— Что сделать —
Перепишите все записи ниже целиком, не меняя в них ни одного знака.

Записи из набора точечной разметки:
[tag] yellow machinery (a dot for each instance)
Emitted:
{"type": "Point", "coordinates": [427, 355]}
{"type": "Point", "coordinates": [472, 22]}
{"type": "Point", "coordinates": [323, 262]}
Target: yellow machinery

— Ответ ниже —
[tag] yellow machinery (a dot for each instance)
Emitted:
{"type": "Point", "coordinates": [427, 355]}
{"type": "Point", "coordinates": [472, 22]}
{"type": "Point", "coordinates": [323, 262]}
Target: yellow machinery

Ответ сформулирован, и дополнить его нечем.